--- Begin ---

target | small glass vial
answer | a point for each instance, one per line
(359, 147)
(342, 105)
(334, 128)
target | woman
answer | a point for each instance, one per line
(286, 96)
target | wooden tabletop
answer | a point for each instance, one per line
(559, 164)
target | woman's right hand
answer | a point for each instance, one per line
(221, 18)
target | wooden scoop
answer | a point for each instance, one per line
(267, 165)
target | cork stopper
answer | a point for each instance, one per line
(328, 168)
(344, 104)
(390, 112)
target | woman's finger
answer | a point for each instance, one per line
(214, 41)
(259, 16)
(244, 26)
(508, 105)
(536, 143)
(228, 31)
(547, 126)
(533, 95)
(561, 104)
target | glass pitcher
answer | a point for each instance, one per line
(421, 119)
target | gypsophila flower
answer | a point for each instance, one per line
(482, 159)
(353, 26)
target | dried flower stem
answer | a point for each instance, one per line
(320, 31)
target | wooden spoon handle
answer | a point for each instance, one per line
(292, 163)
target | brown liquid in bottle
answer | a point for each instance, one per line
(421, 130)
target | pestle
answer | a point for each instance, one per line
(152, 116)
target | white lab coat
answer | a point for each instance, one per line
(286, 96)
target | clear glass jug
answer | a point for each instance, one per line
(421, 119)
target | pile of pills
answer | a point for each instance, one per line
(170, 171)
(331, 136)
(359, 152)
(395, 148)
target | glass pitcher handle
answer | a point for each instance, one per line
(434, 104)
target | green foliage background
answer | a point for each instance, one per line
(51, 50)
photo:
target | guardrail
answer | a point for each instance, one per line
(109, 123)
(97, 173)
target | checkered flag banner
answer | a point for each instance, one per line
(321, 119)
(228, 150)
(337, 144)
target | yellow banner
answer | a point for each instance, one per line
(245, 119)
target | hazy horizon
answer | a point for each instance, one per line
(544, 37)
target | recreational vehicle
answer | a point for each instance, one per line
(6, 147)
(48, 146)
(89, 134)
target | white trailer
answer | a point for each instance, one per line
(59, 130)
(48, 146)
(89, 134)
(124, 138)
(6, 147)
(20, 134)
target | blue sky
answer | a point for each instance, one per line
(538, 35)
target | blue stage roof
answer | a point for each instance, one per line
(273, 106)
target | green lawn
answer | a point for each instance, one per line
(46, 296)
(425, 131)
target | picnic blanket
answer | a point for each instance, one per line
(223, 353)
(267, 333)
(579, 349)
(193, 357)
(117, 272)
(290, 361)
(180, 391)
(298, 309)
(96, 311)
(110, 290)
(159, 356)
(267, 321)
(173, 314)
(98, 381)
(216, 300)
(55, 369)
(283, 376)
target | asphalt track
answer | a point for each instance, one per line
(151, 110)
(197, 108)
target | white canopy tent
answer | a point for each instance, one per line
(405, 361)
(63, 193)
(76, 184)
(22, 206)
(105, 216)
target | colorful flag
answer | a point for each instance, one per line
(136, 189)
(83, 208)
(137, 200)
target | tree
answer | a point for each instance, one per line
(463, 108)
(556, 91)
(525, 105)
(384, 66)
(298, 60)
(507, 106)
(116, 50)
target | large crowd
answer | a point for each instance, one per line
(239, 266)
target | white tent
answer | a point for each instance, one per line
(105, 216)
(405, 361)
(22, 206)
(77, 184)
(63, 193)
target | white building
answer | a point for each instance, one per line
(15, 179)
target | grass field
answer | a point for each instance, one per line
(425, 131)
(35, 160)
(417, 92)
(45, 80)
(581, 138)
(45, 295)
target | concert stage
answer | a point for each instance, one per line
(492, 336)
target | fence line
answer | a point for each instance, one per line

--- End ---

Written problem:
Copy all of the data above line by line, keeping each line unchanged and in its original order.

Result:
target | small glass vial
answer | a point for each instance, one per line
(359, 147)
(342, 105)
(334, 128)
target | woman
answer | a point for each instance, one per line
(286, 96)
target | wooden tabletop
answer | a point for each instance, one per line
(559, 164)
target | woman's right hand
answer | a point for each instance, one per line
(221, 18)
target | wooden scoop
answer | a point for each instance, one per line
(267, 165)
target | cork stopper
answer | a point for each instance, one per line
(328, 168)
(344, 104)
(390, 112)
target | woman's finger
answer | a point for each instance, one per line
(214, 41)
(259, 16)
(244, 26)
(508, 105)
(536, 143)
(228, 31)
(547, 126)
(533, 95)
(561, 104)
target | glass pitcher
answer | a point for each instance, one per line
(421, 119)
target | gypsophila flower
answer | a point for each instance, one per line
(482, 159)
(353, 26)
target | dried flower stem
answer | a point for each instance, one per line
(320, 31)
target | wooden spoon handle
answer | a point for each instance, one per line
(292, 163)
target | brown liquid in bottle
answer | a point for each instance, one per line
(421, 130)
target | pestle
answer | a point for each instance, one per line
(152, 116)
target | white lab coat
answer | a point for each instance, one per line
(286, 96)
target | clear glass jug
answer | a point for each instance, one per line
(421, 119)
target | pile of pills
answer | a point for each instance, one per line
(170, 171)
(331, 136)
(359, 152)
(395, 148)
target | glass pitcher handle
answer | a point for each instance, one per line
(434, 104)
target | green foliage background
answer | a point for each instance, one per line
(51, 50)
photo:
target | guardrail
answer | a point for each instance, one per line
(109, 123)
(97, 173)
target | checkered flag banner
answer | a point for each instance, one per line
(321, 119)
(228, 150)
(337, 144)
target | yellow banner
answer | a point for each instance, one per line
(245, 119)
target | hazy horizon
answer | a point for each instance, one per line
(544, 37)
target | recreational vehicle
answer | a point for each instance, one per line
(6, 147)
(48, 146)
(89, 134)
target | white trailer
answer | a point for each instance, one per line
(59, 130)
(48, 146)
(89, 134)
(124, 138)
(6, 147)
(20, 134)
target | blue sky
answer | a point for each instance, one per line
(538, 35)
target | blue stage roof
answer | a point for each instance, one per line
(273, 106)
target | green lawn
answer | a point for each instance, one per line
(46, 296)
(425, 131)
target | picnic blanket
answer | a point for each instance, one per line
(223, 353)
(267, 333)
(579, 349)
(193, 357)
(117, 272)
(290, 361)
(180, 391)
(298, 309)
(96, 311)
(110, 290)
(159, 356)
(267, 321)
(173, 314)
(98, 381)
(216, 300)
(55, 369)
(283, 376)
target | asphalt track
answer | a point for each instance, one per line
(151, 110)
(197, 108)
target | white canopy tent
answer | a point for each instance, one per line
(405, 361)
(63, 193)
(76, 184)
(22, 206)
(105, 216)
target | colorful flag
answer | a point for each instance, one per line
(136, 189)
(83, 208)
(137, 200)
target | tree
answer | a point for each instance, one per line
(463, 108)
(556, 91)
(525, 105)
(384, 66)
(298, 60)
(507, 106)
(116, 50)
target | large crowd
answer | a point for each instance, one per line
(239, 266)
target | white tent
answer | a point for each instance, one per line
(105, 216)
(405, 361)
(22, 206)
(77, 184)
(63, 193)
target | white building
answer | a point for each instance, one per line
(15, 179)
target | grass field
answer | a point for each instance, one per line
(425, 131)
(35, 160)
(417, 92)
(45, 80)
(581, 138)
(45, 295)
target | concert stage
answer | a point for each instance, one per line
(492, 336)
target | fence line
answer | a point for each instance, one per line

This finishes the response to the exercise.